▶ **What is expected**:
Nothing in the records should differ when you write them out again.
-- Material for this task follows --
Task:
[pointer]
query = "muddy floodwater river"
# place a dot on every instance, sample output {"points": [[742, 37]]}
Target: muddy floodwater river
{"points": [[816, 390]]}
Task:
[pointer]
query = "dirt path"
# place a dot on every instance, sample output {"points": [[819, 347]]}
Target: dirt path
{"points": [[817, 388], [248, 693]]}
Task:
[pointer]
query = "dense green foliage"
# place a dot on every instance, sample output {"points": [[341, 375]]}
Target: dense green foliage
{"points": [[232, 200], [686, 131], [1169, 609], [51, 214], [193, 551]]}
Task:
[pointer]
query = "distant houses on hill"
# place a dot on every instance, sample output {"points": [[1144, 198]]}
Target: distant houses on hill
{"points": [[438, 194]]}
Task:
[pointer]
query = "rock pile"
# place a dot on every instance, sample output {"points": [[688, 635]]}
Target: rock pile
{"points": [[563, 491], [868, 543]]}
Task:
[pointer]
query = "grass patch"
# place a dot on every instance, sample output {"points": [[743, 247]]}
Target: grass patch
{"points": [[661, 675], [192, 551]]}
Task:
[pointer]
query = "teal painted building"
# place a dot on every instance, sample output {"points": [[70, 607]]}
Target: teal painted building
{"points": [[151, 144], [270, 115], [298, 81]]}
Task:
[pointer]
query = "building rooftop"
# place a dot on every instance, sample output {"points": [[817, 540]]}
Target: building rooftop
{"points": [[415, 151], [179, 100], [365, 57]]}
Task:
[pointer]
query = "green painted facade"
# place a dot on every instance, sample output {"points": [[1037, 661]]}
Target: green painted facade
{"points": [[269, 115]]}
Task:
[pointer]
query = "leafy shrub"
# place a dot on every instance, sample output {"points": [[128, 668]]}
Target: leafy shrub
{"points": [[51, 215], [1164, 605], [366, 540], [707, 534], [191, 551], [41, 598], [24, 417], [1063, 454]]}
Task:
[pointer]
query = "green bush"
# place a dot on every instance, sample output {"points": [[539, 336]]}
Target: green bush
-- Material for this task concluded --
▶ **Result of this exercise**:
Task:
[pointer]
query = "muddy floodwater river"
# place a dot on every instance, sample output {"points": [[742, 37]]}
Target: muddy floodwater river
{"points": [[816, 390]]}
Task:
[pointer]
query = "dirt path"
# place a dot on every instance, sample output {"points": [[819, 347]]}
Target: dirt path
{"points": [[817, 388], [248, 693]]}
Task:
[pointer]
query = "dense green foliage"
# place a dot on every instance, sample output {"points": [[341, 375]]}
Target: dense green foliage
{"points": [[232, 200], [686, 131], [1169, 609], [51, 214], [193, 551]]}
Task:
[pointer]
query = "distant houses on hill"
# place a dot on every instance, sample output {"points": [[1144, 198]]}
Target: distant houses on hill
{"points": [[438, 194]]}
Task:
[pointer]
query = "rock pile"
# place a dot on every instance, sample output {"points": [[688, 635]]}
Target: rock pile
{"points": [[563, 491], [868, 543]]}
Task:
[pointer]
query = "grass patch"
# place a dot on every instance, sample output {"points": [[743, 247]]}
Target: grass patch
{"points": [[661, 675], [192, 551]]}
Task:
[pointer]
query = "teal painted building"
# place a dot on every instance, sample output {"points": [[70, 607]]}
Target: teal painted building
{"points": [[151, 144], [270, 115], [298, 81]]}
Task:
[pointer]
query = "building rooftop"
# place a dot on every instance, sample output {"points": [[817, 540]]}
Target: building rooftop
{"points": [[415, 151], [179, 100], [365, 57]]}
Task:
[pointer]
query = "green painted facade"
# place a dot on every instance, sample output {"points": [[1037, 661]]}
Target: green painted facade
{"points": [[269, 115]]}
Task:
[pointer]
query = "leafy shrub"
# place a dot on every instance, sample output {"points": [[128, 668]]}
Target: leafy shrub
{"points": [[51, 215], [1164, 605], [366, 540], [707, 534], [191, 551], [41, 598], [24, 417], [1063, 454]]}
Task:
[pointer]
query = "green bush"
# place a dot on every instance, sample output {"points": [[539, 336]]}
Target: green bush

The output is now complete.